-- Trecho do documento --

===============

Com a fala, o petista reforça a pressão por uma reforma dessas instituições. A bandeira foi abraçada também pelos Estados Unidos, que veem nelas um instrumento para competir com a China —o gigante asiático tem usado financiamento a países em desenvolvimento como forma de obter influência.
Lula enfatizou a emergência de outros espaços multilaterais para além da ONU, pano de fundo de uma conferência esvaziada neste ano em Nova York. "O Brics surgiu na esteira desse imobilismo e constitui uma plataforma estratégica para promover a cooperação entre países emergentes."
O neoliberalismo foi outro alvo do discurso do petista. Ele atribuiu à precarização do trabalho e ao aumento do desemprego a perda de confiança nas instituições, especialmente entre jovens, em um processo de deterioração econômica e política.
"Em meio aos seus escombros surgem aventureiros de extrema direita que negam a política e vendem soluções tão fáceis quanto equivocadas. Muitos sucumbiram à tentação de substituir um neoliberalismo falido por um nacionalismo primitivo, conservador e autoritário", afirmou, sob aplausos.

===============

-- Registros de dados --
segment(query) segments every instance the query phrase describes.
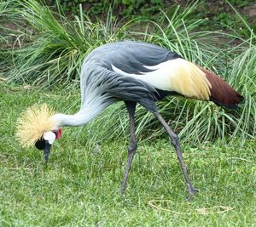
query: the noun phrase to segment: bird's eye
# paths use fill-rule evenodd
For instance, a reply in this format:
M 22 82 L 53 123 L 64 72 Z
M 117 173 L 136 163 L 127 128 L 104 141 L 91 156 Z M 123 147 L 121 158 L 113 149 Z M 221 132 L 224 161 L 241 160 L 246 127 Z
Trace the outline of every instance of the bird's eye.
M 45 139 L 42 137 L 35 143 L 35 146 L 38 150 L 44 150 L 45 147 Z

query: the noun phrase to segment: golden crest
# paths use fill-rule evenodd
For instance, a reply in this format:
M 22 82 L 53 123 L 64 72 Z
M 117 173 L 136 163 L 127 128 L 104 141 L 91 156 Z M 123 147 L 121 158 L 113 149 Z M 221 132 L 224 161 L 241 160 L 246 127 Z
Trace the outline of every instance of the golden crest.
M 53 130 L 55 122 L 50 116 L 55 113 L 52 108 L 43 104 L 32 105 L 20 116 L 16 136 L 23 147 L 33 145 L 45 132 Z

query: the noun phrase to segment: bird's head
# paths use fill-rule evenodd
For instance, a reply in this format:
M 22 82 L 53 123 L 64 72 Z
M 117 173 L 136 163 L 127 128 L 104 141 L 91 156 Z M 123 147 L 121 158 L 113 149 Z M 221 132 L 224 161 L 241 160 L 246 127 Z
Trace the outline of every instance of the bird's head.
M 61 137 L 61 128 L 53 119 L 55 111 L 46 105 L 33 105 L 17 121 L 16 136 L 21 145 L 28 148 L 34 145 L 37 149 L 44 150 L 46 162 L 53 143 Z

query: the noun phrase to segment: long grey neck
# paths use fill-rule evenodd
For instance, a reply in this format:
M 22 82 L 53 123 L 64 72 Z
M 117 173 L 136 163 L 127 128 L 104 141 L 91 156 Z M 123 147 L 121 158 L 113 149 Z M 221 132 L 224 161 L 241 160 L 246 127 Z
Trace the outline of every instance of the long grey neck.
M 97 105 L 84 105 L 74 115 L 55 114 L 51 119 L 56 122 L 57 128 L 64 126 L 82 126 L 91 121 L 103 111 L 109 104 Z

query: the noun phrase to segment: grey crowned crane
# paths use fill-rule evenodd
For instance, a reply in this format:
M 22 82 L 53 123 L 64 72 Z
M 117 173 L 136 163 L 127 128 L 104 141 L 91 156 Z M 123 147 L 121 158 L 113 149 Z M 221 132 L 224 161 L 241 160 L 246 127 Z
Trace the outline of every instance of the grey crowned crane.
M 61 136 L 61 128 L 84 125 L 110 105 L 124 101 L 130 116 L 131 140 L 121 193 L 137 149 L 134 114 L 137 103 L 155 116 L 170 136 L 191 197 L 195 190 L 188 176 L 178 137 L 160 114 L 156 102 L 167 95 L 180 95 L 236 108 L 242 100 L 242 96 L 212 72 L 160 46 L 131 41 L 93 50 L 84 60 L 80 88 L 81 107 L 77 113 L 55 114 L 45 105 L 32 106 L 19 118 L 17 136 L 24 146 L 35 145 L 44 150 L 47 162 L 55 139 Z

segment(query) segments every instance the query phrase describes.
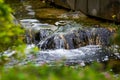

===============

-- Tarefa 1 --
Traduza para o inglês esta frase do trecho sobre o discurso de Lula: "O neoliberalismo foi outro alvo do discurso do petista."
-- Tarefa 2 --
No trecho sobre o discurso de Lula, reescreva a parte que começa em "Lula enfatizou a" e termina em "afirmou, sob aplausos.", trocando "neoliberalismo" por "liberalismo econômico".

-- Sua resposta 1 --
Neoliberalism was another target of the PT politician's speech.

-- Sua resposta 2 --
Lula enfatizou a emergência de outros espaços multilaterais para além da ONU, pano de fundo de uma conferência esvaziada neste ano em Nova York. "O Brics surgiu na esteira desse imobilismo e constitui uma plataforma estratégica para promover a cooperação entre países emergentes."
O liberalismo econômico foi outro alvo do discurso do petista. Ele atribuiu à precarização do trabalho e ao aumento do desemprego a perda de confiança nas instituições, especialmente entre jovens, em um processo de deterioração econômica e política.
"Em meio aos seus escombros surgem aventureiros de extrema direita que negam a política e vendem soluções tão fáceis quanto equivocadas. Muitos sucumbiram à tentação de substituir um liberalismo econômico falido por um nacionalismo primitivo, conservador e autoritário", afirmou, sob aplausos.